### Task objective
Return every line in the rows below that contains the string "shoreline", copying each line unchanged. The match is case-sensitive.

### Data shown
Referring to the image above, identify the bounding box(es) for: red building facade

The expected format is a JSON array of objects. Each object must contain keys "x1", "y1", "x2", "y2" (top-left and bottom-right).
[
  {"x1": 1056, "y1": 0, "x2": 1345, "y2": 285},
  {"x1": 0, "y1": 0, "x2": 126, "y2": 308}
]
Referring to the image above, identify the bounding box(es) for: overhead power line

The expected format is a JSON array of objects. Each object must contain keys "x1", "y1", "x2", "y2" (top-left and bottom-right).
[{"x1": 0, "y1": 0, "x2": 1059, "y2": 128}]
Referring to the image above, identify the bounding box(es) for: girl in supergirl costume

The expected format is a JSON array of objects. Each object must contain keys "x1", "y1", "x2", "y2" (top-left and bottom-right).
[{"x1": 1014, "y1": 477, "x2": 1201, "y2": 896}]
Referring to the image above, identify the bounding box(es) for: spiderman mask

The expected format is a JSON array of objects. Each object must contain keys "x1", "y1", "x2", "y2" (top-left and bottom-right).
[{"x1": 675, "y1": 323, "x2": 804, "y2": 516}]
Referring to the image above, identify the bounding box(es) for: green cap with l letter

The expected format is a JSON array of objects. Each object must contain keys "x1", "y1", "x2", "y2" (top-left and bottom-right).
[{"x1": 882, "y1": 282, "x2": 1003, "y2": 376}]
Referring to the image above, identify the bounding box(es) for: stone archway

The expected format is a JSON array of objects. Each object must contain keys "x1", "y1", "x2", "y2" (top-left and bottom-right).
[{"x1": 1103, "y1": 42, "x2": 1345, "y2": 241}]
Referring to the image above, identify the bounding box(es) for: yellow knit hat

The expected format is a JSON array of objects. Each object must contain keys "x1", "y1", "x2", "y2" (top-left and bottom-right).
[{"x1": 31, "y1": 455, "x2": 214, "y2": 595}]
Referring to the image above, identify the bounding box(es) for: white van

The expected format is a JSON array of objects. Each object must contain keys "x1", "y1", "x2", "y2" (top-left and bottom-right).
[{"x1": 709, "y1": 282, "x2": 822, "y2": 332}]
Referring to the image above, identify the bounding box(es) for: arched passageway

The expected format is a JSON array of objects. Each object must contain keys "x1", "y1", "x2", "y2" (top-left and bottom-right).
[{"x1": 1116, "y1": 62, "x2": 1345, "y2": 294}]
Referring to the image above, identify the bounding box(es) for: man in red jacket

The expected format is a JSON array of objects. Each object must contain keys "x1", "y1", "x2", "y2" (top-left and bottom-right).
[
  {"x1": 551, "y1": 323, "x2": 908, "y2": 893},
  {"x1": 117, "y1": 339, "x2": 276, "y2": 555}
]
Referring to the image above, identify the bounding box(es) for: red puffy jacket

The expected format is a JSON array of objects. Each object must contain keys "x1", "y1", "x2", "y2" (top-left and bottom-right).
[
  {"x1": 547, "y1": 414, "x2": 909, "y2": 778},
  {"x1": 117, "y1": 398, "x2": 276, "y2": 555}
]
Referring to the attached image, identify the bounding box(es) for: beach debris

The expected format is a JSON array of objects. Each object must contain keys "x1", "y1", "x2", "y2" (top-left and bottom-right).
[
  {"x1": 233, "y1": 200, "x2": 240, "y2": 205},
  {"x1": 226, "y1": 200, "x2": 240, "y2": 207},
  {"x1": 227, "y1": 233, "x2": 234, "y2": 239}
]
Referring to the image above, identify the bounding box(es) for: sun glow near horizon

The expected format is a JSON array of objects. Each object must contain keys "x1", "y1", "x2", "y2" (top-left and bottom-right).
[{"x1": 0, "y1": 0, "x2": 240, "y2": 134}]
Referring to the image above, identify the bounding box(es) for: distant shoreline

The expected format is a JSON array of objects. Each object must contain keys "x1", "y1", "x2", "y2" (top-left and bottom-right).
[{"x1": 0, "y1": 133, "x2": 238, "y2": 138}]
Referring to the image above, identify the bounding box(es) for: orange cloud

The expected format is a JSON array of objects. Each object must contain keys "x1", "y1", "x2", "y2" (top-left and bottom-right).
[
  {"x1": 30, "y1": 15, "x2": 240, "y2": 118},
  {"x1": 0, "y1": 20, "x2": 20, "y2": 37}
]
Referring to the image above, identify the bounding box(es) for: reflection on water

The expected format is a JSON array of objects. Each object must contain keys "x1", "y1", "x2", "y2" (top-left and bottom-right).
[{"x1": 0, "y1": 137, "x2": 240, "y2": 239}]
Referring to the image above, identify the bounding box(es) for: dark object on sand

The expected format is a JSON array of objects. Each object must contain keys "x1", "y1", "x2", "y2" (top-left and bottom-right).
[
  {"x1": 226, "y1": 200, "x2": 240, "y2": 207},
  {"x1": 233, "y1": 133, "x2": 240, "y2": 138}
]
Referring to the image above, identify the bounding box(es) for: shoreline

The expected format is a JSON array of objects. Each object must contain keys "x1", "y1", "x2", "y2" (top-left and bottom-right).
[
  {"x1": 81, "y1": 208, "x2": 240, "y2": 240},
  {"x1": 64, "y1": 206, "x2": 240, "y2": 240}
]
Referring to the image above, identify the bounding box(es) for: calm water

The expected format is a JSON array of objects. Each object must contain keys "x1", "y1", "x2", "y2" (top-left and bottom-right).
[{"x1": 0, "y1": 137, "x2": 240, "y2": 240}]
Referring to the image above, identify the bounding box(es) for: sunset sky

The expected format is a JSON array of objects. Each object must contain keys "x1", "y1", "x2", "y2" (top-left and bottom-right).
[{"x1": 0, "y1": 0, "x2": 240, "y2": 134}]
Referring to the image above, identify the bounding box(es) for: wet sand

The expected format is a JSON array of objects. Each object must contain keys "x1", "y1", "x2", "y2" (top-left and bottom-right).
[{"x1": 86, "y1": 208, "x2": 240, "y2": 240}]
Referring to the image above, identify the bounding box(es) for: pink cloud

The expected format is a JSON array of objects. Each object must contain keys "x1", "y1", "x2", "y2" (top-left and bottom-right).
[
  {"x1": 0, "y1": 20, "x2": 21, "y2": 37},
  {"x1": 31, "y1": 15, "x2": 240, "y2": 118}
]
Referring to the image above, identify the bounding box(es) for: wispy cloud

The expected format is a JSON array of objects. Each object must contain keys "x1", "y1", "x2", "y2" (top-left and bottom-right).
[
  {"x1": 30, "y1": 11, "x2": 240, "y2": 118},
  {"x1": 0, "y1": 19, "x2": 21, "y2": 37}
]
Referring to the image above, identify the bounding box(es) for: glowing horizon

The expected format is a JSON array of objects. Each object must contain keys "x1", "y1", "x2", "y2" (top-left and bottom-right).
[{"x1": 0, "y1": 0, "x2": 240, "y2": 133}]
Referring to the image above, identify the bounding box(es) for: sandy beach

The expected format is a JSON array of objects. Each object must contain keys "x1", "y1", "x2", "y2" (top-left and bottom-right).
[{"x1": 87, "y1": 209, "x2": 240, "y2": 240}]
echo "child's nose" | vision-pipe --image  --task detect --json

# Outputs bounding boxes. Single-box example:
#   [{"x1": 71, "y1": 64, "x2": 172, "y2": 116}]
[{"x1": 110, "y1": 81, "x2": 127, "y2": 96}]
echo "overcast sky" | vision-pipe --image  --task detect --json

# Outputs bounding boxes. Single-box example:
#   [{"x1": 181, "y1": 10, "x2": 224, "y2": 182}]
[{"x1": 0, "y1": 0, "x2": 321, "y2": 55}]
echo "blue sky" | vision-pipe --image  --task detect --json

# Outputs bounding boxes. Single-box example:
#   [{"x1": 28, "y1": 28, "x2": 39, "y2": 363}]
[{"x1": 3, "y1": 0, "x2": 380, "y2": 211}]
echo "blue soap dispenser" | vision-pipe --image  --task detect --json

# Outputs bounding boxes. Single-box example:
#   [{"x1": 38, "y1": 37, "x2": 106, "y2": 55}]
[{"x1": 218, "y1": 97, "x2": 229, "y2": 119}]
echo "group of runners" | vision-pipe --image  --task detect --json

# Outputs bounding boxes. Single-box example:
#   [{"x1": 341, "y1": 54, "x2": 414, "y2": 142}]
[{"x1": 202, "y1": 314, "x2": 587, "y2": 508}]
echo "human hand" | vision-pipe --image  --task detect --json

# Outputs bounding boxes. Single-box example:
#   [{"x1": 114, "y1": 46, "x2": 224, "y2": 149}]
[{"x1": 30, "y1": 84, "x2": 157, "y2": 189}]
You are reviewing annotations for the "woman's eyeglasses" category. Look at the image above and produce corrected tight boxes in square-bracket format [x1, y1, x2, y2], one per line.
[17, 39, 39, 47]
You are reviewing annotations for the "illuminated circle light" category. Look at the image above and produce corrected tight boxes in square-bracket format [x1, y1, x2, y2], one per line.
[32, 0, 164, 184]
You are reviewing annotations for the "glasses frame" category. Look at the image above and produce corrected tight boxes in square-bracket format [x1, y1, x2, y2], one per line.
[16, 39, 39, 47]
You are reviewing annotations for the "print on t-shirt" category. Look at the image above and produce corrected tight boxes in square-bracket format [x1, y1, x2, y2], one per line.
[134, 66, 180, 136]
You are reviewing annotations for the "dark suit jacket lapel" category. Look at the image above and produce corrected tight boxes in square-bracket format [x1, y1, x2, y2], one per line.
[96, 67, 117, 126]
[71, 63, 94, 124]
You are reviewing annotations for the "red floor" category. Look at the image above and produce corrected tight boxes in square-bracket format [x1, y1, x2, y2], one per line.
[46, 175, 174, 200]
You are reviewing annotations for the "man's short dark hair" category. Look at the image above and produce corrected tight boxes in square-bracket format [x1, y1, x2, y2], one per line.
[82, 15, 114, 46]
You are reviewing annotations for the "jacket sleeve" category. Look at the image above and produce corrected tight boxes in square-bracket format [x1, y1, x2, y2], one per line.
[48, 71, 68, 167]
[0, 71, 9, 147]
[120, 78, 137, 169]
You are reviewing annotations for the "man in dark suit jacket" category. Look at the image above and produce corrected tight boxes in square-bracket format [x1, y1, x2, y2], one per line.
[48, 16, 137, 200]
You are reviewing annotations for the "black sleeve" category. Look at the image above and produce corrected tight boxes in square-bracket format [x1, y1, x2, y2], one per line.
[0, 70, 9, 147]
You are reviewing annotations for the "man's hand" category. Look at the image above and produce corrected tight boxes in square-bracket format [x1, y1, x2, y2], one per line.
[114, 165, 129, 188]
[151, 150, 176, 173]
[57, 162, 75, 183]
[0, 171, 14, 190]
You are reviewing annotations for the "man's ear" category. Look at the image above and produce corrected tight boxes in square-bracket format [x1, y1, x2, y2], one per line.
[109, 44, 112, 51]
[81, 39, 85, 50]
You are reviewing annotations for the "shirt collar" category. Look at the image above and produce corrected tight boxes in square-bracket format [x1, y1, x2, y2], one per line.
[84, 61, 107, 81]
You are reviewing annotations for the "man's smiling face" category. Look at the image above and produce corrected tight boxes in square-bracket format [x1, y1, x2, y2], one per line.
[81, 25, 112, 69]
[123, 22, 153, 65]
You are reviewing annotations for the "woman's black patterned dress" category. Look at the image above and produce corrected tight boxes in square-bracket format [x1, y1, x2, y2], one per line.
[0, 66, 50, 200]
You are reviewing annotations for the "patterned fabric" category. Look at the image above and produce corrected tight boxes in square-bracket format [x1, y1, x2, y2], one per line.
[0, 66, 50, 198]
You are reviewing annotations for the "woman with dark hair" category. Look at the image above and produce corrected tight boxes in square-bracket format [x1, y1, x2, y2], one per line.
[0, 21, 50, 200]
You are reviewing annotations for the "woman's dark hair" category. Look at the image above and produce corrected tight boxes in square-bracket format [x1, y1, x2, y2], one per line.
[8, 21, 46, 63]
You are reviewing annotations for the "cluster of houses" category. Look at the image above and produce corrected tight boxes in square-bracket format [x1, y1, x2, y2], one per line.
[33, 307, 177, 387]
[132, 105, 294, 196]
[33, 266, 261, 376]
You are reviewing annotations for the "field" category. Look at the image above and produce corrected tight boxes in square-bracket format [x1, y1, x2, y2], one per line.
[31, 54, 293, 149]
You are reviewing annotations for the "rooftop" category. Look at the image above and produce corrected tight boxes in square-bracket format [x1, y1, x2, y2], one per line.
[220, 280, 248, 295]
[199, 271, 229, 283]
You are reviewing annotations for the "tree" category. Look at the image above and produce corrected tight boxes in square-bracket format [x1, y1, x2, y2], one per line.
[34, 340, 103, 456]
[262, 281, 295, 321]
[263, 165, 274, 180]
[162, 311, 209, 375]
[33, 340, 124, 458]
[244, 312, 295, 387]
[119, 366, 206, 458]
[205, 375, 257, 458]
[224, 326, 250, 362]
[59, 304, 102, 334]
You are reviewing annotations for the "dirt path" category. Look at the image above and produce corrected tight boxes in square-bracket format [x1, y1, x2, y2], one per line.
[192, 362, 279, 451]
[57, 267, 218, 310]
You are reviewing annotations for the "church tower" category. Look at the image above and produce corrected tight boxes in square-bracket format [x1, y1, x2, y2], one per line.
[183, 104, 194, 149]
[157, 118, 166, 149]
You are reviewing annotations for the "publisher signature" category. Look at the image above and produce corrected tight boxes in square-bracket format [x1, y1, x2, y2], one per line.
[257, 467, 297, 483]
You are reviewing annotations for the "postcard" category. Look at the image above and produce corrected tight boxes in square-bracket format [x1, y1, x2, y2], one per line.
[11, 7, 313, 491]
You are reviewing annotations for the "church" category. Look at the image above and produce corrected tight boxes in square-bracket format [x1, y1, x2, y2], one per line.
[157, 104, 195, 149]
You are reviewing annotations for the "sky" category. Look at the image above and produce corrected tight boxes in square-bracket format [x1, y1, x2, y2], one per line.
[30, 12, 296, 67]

### Worked answer
Referring to the image above, identify the bounding box(es) for: distant shoreline
Referring to the image above, identify the bounding box(es) for: shoreline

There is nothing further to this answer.